■ **Exercise text**:
● ● ●

Futurity

Glasses offer vision of eye damage from diabetes

A set of snap-together glasses demonstrates the damage uncontrolled diabetes can do to a person's eyesight.

A set of snap-together glasses will help doctors demonstrate the effects of diabetic retinopathy, an eye disease that can result from uncontrolled diabetes and lead to blindness.

“Retinopathy is not curable,” says Anna Klineberg, a senior psychology major at Rice University who worked on the project with her teammates at Rice’s Oshman Engineering Design Kitchen. “As soon as you get it, you can’t prevent it from happening and it will get worse.

“A lot of people with diabetes get retinopathy, and a lot of them have never even heard of the disease. So we’re targeting these patients early and have either health care providers or retinopathy specialists show them that if they’re not careful, this is what could happen.”

The lenses show how retinopathy progressively damages a patient’s vision. “We’ve had people come up to us after presentations and ask to try the glasses because they have diabetes and they want to see what the (eye) disease looks like,” says Truce Pham, a biochemistry and cell biology senior.

The team developed the system with Bhavani Iyer, a clinical assistant professor and low-vision specialist at the University of Texas Health Science Center at Houston.

While strategizing, they considered a system based on a kaleidoscope, a View-Master, or virtual reality app, but they were ultimately convinced patients would be most comfortable with something familiar. “Glasses are normal,” Klineberg says. “Putting a VR headset to your face makes it seem more like a video game.”

● ● ●

■ **Dataset excerpts**:
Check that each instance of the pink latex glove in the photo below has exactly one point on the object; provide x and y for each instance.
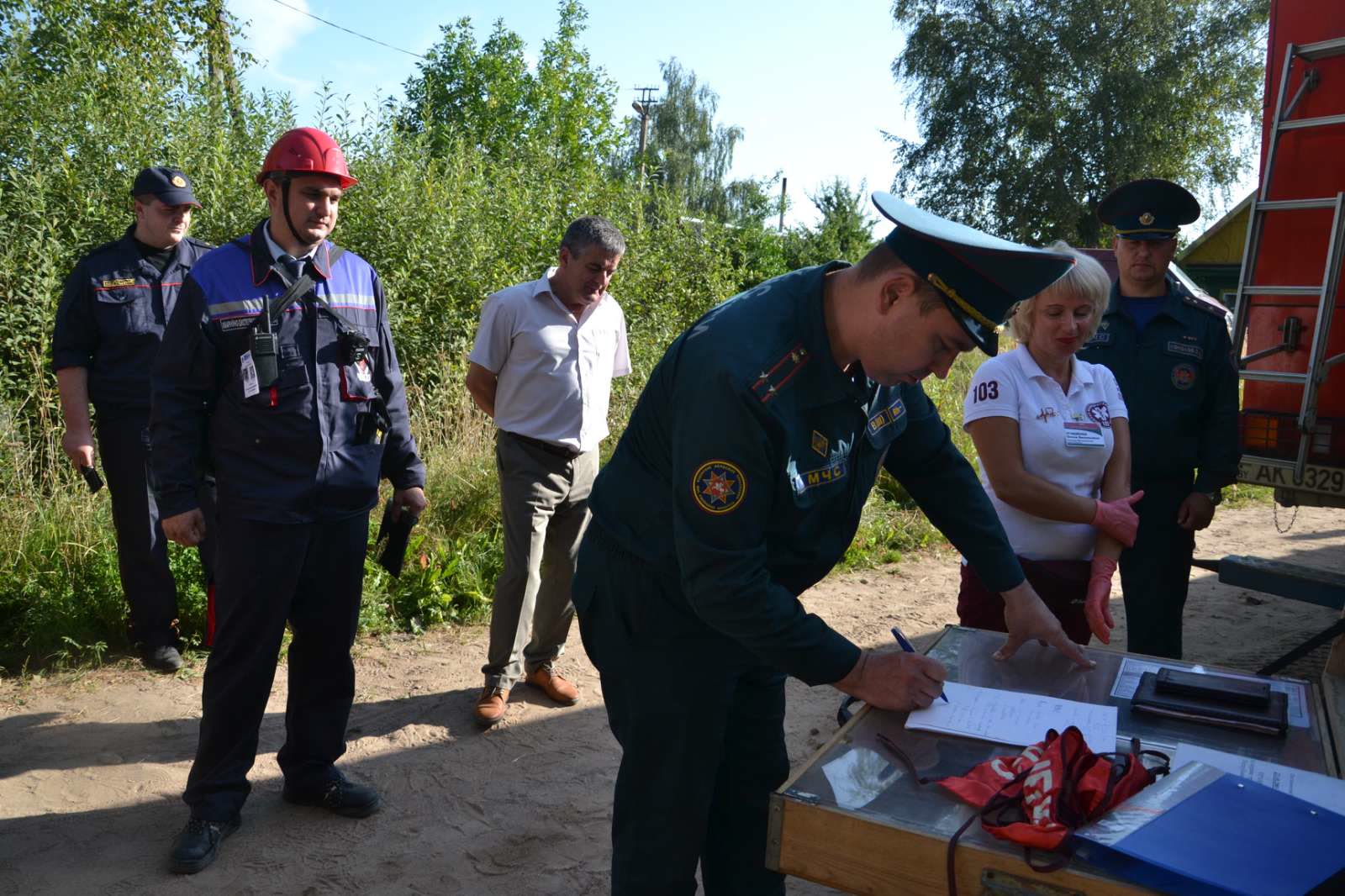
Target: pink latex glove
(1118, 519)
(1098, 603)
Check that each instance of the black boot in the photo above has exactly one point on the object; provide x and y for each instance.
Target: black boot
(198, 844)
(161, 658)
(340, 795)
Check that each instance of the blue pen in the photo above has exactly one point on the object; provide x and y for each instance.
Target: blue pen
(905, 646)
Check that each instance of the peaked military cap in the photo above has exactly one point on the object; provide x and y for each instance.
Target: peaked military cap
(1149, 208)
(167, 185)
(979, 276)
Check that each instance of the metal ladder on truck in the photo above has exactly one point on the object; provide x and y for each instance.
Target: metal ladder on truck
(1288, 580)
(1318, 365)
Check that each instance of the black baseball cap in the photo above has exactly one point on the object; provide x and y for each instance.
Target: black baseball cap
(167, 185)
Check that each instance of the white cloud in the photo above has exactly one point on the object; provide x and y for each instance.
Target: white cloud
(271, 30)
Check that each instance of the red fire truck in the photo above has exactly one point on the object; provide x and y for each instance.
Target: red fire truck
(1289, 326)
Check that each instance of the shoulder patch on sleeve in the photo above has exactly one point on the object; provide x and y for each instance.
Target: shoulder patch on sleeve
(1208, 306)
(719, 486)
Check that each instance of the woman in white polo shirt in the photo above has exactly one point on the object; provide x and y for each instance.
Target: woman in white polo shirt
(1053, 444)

● ● ●

■ **To do**:
a – In the article on the diabetic retinopathy glasses, which institution is Bhavani Iyer affiliated with?
b – Pick up the article on the diabetic retinopathy glasses after its last sentence and continue it.

■ **Answers per task**:
a – The University of Texas Health Science Center at Houston.

b –
Though the glasses are geared specifically to low-resource settings, the team hopes anyone who works with patients with diabetes will find them helpful.

The four stages illustrated by the lenses start with “macular edema, which is seen as single dot in the center of your vision,” Pham says. By the final lens, very little is visible through a mottled—but mostly black—pattern.

“We couldn’t make 15 versions of the lens, so we took all the information we got and figured out how to represent this with as few as possible,” says Klineberg, who says they used paint, nail polish, and laser etching to model the opaque patterns on tools used by optometrists.

“We’re talking with patients with diabetes now,” says architecture major Caroline Brigham. “A doctor in the Texas Medical Center is showing them some of our prototypes to see if this is exactly what they see, and we’re incorporating their feedback into our newest transitions.”

The students will demonstrate their work at the George R. Brown School of Engineering Design Showcase.